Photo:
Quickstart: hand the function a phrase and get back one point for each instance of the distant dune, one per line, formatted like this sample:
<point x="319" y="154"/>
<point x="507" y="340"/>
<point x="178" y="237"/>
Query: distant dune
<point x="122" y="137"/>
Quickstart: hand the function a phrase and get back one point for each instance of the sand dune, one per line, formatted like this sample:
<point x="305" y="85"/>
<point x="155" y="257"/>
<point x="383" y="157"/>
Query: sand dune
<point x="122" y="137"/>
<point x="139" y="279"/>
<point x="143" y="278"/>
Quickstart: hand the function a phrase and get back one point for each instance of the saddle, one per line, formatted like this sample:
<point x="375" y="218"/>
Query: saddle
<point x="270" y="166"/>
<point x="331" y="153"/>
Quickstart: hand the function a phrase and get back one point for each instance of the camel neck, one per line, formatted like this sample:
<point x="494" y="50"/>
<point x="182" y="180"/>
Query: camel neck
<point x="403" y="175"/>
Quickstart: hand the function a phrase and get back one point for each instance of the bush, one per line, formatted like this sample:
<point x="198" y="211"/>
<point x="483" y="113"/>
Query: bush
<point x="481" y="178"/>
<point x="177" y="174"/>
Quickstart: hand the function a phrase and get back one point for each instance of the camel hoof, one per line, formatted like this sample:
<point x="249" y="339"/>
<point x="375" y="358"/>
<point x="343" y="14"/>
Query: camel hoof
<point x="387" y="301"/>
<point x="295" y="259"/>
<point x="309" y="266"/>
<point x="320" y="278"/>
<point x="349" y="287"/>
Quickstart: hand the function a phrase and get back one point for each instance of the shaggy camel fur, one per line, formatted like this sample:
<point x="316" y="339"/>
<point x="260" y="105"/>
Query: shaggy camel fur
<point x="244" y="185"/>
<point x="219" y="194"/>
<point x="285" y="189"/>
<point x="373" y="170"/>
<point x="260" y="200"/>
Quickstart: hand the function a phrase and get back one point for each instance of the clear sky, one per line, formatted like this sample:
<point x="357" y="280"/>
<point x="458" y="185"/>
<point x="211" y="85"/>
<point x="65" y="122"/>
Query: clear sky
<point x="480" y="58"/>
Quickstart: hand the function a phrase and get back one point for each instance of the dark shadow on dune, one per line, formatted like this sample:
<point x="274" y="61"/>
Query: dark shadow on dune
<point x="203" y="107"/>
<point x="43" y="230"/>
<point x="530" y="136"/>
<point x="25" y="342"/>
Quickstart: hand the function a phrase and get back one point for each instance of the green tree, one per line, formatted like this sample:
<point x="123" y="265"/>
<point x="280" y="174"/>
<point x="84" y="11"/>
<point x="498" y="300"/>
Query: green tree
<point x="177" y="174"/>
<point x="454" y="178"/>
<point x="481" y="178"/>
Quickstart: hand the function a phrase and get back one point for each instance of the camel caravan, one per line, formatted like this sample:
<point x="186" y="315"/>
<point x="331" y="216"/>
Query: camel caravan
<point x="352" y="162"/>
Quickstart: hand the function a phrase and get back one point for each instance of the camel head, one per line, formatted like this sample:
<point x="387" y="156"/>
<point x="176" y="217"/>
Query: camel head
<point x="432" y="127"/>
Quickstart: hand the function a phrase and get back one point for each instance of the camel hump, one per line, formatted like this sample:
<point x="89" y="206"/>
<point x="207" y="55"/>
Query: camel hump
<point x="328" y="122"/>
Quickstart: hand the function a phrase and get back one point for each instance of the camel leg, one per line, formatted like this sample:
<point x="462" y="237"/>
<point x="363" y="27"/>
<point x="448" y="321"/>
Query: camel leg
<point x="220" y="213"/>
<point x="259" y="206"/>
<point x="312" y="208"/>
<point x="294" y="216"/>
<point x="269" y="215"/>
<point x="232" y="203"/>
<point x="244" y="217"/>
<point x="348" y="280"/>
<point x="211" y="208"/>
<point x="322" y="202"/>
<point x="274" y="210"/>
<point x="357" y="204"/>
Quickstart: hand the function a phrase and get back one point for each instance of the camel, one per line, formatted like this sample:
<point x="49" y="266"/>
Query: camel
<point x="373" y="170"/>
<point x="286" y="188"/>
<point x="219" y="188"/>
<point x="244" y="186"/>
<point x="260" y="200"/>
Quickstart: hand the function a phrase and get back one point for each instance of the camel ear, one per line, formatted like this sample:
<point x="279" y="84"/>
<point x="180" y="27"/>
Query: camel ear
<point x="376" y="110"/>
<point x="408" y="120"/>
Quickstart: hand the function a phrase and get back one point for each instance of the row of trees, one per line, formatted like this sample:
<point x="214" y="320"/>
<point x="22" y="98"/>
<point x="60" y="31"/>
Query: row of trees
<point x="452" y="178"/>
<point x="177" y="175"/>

------------------------

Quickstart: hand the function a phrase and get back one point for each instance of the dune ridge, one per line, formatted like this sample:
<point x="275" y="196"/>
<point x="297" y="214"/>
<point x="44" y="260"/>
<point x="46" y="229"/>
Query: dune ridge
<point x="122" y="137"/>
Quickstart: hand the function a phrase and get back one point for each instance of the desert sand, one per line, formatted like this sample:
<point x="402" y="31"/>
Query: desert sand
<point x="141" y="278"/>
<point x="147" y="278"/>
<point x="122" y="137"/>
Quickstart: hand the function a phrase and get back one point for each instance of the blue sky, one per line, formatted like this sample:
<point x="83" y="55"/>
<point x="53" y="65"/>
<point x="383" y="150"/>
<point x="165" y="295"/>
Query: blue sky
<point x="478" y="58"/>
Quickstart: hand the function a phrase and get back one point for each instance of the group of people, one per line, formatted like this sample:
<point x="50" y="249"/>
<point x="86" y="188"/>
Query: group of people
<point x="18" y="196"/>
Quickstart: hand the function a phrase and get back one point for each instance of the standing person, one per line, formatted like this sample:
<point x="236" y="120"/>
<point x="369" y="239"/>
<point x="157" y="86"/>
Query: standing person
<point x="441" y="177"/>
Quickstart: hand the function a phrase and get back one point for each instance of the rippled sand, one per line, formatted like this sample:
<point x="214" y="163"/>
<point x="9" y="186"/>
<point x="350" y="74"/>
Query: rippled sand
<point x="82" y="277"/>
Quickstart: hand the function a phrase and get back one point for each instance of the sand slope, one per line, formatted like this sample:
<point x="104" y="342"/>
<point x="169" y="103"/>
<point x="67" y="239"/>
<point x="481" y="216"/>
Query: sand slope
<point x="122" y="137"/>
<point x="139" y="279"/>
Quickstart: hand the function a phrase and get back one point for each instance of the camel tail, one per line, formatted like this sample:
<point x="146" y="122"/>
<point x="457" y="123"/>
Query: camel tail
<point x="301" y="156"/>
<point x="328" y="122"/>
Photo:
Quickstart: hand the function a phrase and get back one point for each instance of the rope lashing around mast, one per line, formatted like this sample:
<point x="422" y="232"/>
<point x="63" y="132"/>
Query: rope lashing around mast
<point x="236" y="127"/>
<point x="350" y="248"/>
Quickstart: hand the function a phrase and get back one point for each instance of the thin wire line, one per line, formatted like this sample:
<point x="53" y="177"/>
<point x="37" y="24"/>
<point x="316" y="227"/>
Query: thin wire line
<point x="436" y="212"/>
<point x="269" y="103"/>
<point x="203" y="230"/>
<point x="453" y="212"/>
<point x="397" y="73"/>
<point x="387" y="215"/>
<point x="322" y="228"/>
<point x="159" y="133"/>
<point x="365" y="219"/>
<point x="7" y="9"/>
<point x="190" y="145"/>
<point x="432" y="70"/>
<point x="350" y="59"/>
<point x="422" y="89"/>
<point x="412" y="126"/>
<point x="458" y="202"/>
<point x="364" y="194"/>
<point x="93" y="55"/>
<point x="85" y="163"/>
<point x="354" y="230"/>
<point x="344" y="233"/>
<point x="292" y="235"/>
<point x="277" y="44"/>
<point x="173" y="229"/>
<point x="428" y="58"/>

------------------------

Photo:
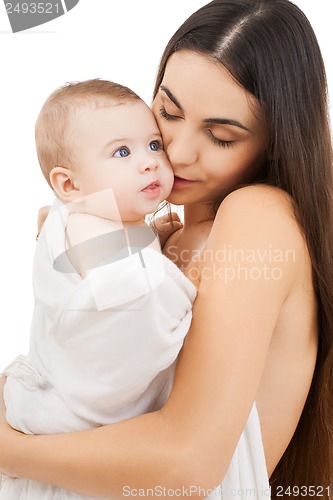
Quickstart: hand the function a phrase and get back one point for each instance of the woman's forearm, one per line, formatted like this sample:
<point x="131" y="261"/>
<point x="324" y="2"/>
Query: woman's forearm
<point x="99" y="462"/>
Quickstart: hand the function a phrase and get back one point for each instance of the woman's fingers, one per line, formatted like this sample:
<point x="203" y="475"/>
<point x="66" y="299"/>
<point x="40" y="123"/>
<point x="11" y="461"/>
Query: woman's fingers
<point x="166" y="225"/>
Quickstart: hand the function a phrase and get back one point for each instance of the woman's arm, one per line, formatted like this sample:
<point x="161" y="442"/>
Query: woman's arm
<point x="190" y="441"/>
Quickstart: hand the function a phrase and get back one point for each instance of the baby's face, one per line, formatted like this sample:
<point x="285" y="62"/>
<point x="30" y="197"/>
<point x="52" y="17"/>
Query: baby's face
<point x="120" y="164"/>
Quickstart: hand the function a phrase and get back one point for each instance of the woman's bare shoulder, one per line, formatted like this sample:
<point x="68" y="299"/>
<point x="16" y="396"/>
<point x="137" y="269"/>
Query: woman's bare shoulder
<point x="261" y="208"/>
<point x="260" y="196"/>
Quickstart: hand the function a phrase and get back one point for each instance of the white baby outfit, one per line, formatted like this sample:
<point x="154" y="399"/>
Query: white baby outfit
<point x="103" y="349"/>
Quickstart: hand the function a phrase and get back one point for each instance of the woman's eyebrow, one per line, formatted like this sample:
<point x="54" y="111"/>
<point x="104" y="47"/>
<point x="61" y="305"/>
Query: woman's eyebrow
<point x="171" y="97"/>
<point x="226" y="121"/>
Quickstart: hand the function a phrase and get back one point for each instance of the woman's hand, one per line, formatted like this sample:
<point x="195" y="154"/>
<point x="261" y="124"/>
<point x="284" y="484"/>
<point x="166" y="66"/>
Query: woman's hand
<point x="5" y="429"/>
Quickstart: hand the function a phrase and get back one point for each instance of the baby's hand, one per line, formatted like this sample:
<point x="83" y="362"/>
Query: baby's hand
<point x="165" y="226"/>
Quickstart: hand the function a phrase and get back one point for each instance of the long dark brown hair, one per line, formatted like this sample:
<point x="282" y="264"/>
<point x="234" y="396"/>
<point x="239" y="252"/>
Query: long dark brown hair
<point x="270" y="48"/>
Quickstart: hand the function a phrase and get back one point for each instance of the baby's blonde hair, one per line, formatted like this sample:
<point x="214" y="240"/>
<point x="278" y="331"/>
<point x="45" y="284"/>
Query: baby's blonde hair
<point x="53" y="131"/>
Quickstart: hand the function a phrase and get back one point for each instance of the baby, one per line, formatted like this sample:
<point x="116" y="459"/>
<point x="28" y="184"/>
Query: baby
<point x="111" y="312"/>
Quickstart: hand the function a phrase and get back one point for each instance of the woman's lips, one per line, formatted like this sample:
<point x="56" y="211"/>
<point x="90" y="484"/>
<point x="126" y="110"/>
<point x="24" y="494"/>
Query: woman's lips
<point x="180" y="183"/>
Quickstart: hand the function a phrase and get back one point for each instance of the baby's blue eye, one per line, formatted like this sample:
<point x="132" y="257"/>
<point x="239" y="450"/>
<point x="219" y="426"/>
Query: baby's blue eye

------------------------

[OBJECTIVE]: Pick out each line above that contains the string "forearm", with case counting, and copy those lines out in full.

[SOLUTION FOR THIS EXERCISE]:
Quickstart: hand the function a phrase and get back one point for each instance of the woman's forearm, one per line, formatted like this sample:
Query: woman's forearm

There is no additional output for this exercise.